SOURCE PASSAGE:
——————

Kbuild tricks

| categories: fedora

Several of the tasks I've worked on recently have involved looking at some of the kernel's build infrastructure. This is all fairly well documented which makes it nice to work with.

The kernel automatically generates some files at build time. This is mostly set up to be transparent to developers unless they are looking for them. The majority of these files are headers at include/generated. A good example of something which needs to be generated is the #define representing the kernel version (e.g. 4.15.12). The header file include/generated/bounds.h contains #defines for several enum constants calculated at build time. Cleverly, most of these files are only actually replaced if the generated output changes to avoid unnecessary recompile. Most of this work is handled by the filechk macro.

The C preprocessor is typically used on C files, as one might obviously expect. It's not actually limited to C files though. Each architecture has to define a linker script which meets the architectural requirements. The linker language is common across architectures so it's beneficial to have common definitions for typical sections such as initcalls and rodata. There's a global rule to run the pre-processor on any .lds.S file. Devicetree files also get preprocessed which avoids a lot of copy and pasting of numerical defines.

——————

DATASET SECTION:
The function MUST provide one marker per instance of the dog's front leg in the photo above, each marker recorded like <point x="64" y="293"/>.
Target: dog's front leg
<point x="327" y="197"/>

——————

TO-DO LIST:
A – Using the Kbuild text, list every kind of file that it says the C preprocessor is run on.
B – In the Kbuild text, switch "documented" to "maintained" and write out the part that opens with the words "Kbuild tricks" and closes with "to work with.".
The lines above are separate material and do not belong to the Kbuild text.

COMPLETE ANSWERS:
A – C files, .lds.S files (linker scripts), and Devicetree files.

B –
Kbuild tricks

| categories: fedora

Several of the tasks I've worked on recently have involved looking at some of the kernel's build infrastructure. This is all fairly well maintained which makes it nice to work with.